** START OF Data records **

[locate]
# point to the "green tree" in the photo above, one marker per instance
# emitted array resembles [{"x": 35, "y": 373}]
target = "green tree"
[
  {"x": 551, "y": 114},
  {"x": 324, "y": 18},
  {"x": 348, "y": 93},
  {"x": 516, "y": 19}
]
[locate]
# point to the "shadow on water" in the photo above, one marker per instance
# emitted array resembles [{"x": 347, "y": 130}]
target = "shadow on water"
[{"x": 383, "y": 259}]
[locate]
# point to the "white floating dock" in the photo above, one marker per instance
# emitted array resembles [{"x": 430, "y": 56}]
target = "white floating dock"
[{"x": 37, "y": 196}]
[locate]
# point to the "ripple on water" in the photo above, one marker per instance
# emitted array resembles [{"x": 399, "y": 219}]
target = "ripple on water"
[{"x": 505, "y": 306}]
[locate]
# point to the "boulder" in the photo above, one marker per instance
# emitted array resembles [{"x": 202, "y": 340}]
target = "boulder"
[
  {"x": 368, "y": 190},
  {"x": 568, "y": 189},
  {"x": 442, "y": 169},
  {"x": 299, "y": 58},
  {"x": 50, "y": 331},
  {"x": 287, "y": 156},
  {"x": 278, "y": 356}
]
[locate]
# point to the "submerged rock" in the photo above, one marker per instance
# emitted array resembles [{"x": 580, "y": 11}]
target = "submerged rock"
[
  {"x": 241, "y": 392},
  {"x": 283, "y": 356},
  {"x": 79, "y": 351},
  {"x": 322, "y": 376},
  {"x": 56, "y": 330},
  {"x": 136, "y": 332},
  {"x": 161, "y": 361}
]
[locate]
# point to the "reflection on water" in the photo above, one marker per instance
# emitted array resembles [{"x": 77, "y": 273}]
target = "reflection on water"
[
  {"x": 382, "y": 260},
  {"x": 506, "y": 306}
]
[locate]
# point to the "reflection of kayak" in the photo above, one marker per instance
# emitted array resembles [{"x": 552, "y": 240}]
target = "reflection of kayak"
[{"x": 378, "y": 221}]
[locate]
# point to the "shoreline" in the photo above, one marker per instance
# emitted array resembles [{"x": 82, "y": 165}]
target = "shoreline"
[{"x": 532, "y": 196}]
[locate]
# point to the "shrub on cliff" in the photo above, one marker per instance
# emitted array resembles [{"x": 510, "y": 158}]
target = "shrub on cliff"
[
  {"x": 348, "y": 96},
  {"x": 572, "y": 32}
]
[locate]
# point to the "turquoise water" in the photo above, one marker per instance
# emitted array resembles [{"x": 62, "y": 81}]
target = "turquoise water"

** END OF Data records **

To be done: How many lines of the material above contain the string "white"? Reply with the number alone.

The output: 2